── DOCUMENT PASSAGE ──

How Football Victoria’s Opens Board Nominations will Address the Game’s Rapid Growth Demands

Football Victoria has opened nominations for two board director positions ahead of its Annual General Meeting on May 25, with the governing body explicitly seeking candidates with expertise in investment and fundraising, digital innovation, and people and culture to meet the modern challenges facing football administration in Australia’s most populous football state.

Nominations close at 6pm on Monday April 20. All candidates will be assessed by an Independent Nominations Committee against the requirements of FV’s 2024-2028 strategic framework, which is built around five pillars: clubs and competitions, participants, pathways, facilities, and the organisation’s future direction.

The appointments arrive at a moment when football in Victoria, and nationally, is navigating a participation boom that has significantly outpaced the infrastructure, governance and financial frameworks built to support it. The game is growing faster than the systems designed to manage it, and the people who sit at the top of those systems will determine whether that growth becomes sustainable or starts to work against itself.

───

- _EXERCISE TASK 1_: Please reproduce the part of the Football Victoria article starting with "Football Victoria has" and going on through "populous football state.", word for word.
The Football Victoria article and the records are separate, unrelated material.

── WORKING DATA ──

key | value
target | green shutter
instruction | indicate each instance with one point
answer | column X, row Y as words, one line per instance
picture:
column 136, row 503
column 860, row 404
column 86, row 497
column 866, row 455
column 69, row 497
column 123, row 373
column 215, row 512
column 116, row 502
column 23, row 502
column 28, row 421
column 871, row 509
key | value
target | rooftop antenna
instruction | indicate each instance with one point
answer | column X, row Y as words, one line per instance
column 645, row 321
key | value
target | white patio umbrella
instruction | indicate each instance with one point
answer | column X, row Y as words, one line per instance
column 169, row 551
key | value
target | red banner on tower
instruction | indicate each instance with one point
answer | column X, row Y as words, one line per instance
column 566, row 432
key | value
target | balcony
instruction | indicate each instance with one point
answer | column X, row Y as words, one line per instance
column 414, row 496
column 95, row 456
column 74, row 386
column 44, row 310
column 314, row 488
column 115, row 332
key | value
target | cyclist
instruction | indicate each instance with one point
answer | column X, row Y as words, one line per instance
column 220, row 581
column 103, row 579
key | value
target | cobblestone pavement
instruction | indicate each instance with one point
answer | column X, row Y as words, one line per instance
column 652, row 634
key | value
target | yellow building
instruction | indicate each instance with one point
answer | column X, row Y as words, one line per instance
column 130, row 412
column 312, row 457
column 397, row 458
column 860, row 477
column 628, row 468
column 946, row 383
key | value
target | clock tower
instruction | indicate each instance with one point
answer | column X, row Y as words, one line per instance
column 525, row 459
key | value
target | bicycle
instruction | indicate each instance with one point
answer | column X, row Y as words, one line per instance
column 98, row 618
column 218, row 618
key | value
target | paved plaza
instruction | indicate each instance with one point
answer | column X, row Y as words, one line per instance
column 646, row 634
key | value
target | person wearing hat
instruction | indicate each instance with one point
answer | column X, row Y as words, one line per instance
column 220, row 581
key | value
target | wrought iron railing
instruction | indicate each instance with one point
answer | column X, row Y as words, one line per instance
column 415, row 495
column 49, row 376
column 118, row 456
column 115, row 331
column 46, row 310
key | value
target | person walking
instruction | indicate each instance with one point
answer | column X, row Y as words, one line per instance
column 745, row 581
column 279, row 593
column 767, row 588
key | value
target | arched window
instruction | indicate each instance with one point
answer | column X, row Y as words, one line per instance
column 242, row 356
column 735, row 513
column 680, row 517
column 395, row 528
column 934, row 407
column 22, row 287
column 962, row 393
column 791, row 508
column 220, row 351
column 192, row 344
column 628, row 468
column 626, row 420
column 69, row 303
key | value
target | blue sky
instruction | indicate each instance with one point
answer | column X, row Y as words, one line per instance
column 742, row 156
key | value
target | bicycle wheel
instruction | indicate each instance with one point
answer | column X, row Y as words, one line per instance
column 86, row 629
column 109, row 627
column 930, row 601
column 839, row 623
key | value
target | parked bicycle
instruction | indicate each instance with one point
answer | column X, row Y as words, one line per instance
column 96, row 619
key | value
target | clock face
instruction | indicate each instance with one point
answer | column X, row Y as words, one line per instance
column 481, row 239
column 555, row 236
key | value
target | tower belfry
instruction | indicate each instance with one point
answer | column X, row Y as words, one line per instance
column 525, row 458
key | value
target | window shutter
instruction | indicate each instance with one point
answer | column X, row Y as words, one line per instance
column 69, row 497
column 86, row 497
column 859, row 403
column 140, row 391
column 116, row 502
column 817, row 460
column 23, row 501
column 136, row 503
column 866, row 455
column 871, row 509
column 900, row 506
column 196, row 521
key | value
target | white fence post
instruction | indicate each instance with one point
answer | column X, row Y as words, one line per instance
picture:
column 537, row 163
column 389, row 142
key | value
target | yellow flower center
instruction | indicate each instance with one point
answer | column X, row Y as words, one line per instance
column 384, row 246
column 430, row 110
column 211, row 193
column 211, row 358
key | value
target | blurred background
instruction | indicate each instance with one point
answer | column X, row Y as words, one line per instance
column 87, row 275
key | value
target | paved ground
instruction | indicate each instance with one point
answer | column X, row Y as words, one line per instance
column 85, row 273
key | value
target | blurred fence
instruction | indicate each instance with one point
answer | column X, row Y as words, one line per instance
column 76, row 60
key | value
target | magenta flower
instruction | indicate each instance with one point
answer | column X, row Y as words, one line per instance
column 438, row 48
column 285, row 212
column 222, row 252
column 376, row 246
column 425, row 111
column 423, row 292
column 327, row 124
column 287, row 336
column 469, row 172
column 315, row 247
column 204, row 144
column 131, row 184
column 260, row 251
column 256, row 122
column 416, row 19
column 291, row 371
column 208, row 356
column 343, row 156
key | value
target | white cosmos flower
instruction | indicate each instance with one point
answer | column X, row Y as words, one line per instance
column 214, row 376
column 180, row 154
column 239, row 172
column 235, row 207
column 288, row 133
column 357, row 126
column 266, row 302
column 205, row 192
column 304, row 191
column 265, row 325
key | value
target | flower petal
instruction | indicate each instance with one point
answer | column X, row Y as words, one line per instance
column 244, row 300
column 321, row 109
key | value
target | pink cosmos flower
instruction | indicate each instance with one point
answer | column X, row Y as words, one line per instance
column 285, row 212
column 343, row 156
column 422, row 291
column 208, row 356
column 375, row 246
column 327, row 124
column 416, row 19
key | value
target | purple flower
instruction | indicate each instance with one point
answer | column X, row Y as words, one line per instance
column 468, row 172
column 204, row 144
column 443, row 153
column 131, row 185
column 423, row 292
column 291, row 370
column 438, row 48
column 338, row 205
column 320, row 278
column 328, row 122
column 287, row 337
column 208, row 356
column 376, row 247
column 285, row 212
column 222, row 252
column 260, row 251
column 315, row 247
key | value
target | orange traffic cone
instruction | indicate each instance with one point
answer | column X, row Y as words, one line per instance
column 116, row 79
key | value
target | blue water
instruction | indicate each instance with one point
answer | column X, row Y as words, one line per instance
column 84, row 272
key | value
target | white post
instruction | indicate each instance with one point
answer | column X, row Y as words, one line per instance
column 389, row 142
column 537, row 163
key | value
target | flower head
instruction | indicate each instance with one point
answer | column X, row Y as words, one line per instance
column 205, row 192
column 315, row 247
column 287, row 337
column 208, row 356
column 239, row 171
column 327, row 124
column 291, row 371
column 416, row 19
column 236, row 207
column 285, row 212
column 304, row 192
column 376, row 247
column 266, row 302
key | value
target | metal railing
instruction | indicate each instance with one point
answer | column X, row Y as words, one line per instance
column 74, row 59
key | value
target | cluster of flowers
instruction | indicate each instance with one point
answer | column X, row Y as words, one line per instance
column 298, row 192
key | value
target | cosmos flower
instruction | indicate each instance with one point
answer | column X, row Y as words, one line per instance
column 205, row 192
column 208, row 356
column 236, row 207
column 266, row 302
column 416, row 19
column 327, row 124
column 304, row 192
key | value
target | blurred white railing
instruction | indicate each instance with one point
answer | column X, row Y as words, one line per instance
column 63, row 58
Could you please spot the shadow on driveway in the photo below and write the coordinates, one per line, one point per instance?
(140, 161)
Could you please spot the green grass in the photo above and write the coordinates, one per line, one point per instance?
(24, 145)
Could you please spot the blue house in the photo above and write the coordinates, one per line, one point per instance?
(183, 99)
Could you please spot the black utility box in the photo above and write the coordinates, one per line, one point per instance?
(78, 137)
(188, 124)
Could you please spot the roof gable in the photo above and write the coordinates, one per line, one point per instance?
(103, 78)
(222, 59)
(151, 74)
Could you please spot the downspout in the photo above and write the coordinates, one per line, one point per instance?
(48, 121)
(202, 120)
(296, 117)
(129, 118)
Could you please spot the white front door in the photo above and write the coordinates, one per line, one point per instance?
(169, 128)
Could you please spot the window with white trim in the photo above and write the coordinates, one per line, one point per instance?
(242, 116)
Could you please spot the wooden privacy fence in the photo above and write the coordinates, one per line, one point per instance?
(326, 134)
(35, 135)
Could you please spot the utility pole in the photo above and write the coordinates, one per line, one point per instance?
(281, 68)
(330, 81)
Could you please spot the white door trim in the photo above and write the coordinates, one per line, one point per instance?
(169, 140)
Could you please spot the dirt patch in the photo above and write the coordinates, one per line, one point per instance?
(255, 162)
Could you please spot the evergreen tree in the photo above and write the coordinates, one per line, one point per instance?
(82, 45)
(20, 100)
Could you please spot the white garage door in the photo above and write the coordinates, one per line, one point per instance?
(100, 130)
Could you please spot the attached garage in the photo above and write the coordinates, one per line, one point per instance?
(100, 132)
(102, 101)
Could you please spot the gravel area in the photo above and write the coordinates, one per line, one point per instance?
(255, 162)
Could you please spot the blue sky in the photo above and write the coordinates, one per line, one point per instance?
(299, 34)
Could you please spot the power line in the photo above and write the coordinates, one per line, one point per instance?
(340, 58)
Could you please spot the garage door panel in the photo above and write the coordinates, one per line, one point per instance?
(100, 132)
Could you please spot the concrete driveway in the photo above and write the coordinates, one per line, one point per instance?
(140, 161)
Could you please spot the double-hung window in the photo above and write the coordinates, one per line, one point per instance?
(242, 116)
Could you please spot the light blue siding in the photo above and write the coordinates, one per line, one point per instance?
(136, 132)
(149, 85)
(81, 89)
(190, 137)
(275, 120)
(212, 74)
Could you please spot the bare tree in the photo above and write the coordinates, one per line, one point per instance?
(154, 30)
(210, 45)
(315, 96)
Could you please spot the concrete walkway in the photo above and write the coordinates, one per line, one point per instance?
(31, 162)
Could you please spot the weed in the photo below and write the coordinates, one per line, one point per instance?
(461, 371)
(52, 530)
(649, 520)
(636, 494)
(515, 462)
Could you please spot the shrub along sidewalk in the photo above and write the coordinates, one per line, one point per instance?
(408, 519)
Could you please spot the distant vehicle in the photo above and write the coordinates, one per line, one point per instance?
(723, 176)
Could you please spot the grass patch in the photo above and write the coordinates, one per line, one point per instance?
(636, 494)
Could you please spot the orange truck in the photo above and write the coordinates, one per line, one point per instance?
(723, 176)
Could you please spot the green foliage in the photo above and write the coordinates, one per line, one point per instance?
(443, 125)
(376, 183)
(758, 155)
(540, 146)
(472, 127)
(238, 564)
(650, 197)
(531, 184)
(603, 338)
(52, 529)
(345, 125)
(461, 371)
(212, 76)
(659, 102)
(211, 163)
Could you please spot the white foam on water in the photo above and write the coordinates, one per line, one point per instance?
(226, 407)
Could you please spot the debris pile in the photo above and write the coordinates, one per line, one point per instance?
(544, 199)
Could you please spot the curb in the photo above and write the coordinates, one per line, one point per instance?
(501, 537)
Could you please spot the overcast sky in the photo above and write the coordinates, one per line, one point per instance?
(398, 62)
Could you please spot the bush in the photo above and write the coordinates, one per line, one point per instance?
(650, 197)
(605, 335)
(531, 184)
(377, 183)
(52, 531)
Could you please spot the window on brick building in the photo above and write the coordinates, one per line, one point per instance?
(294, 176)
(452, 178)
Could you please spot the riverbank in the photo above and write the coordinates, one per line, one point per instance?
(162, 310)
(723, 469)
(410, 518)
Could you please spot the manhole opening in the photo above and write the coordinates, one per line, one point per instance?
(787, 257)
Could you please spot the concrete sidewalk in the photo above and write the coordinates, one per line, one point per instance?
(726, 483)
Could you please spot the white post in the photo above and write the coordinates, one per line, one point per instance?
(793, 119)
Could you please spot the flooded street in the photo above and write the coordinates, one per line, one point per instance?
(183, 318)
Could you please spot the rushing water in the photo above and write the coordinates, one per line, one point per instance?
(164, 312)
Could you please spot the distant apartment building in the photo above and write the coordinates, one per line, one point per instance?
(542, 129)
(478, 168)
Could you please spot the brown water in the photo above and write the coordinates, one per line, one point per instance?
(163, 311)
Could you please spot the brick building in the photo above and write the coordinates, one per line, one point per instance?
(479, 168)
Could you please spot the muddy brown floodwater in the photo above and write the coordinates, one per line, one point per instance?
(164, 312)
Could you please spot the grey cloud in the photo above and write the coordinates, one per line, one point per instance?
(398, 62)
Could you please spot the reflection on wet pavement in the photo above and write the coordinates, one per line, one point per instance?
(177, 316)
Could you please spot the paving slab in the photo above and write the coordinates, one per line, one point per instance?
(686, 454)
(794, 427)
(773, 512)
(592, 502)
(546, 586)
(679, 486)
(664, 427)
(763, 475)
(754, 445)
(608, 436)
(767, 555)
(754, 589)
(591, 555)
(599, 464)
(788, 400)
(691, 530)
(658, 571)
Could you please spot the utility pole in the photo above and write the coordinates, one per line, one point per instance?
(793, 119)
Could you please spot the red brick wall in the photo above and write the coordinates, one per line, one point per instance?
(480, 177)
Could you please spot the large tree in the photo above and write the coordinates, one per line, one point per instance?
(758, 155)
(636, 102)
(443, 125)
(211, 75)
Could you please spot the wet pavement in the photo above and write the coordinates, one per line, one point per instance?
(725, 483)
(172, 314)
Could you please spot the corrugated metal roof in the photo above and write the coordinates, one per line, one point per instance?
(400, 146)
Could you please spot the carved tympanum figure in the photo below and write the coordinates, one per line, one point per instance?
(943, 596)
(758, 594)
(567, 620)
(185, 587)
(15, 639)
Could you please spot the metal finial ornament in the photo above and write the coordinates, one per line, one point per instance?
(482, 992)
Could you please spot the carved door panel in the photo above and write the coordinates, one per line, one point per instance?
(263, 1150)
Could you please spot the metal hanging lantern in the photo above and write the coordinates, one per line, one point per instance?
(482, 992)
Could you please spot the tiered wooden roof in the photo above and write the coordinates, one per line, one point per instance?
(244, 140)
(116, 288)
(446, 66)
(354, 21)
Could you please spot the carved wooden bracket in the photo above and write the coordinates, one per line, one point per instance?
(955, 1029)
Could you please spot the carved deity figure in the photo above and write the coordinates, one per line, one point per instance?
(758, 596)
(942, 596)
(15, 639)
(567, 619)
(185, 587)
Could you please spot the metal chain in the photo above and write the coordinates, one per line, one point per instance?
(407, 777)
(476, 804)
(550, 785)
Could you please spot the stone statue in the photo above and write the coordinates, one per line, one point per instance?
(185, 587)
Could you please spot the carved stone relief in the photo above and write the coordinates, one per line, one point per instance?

───

- _EXERCISE TASK 2_: Render the records starting with the line with "Could you please spot the large" and going on through the line with "(263, 1150)", both ends included, as a Markdown table with the columns Row and Line. Number each line and skip blank lines.

- _FULL OUTPUT 1_:
Football Victoria has opened nominations for two board director positions ahead of its Annual General Meeting on May 25, with the governing body explicitly seeking candidates with expertise in investment and fundraising, digital innovation, and people and culture to meet the modern challenges facing football administration in Australia’s most populous football state.

- _FULL OUTPUT 2_:
| Row | Line |
|---|---|
| 1 | Could you please spot the large tree in the photo above and write the coordinates, one per line, one point per instance? |
| 2 | (758, 155) |
| 3 | (636, 102) |
| 4 | (443, 125) |
| 5 | (211, 75) |
| 6 | Could you please spot the wet pavement in the photo above and write the coordinates, one per line, one point per instance? |
| 7 | (725, 483) |
| 8 | (172, 314) |
| 9 | Could you please spot the corrugated metal roof in the photo above and write the coordinates, one per line, one point per instance? |
| 10 | (400, 146) |
| 11 | Could you please spot the carved tympanum figure in the photo below and write the coordinates, one per line, one point per instance? |
| 12 | (943, 596) |
| 13 | (758, 594) |
| 14 | (567, 620) |
| 15 | (185, 587) |
| 16 | (15, 639) |
| 17 | Could you please spot the metal finial ornament in the photo above and write the coordinates, one per line, one point per instance? |
| 18 | (482, 992) |
| 19 | Could you please spot the carved door panel in the photo above and write the coordinates, one per line, one point per instance? |
| 20 | (263, 1150) |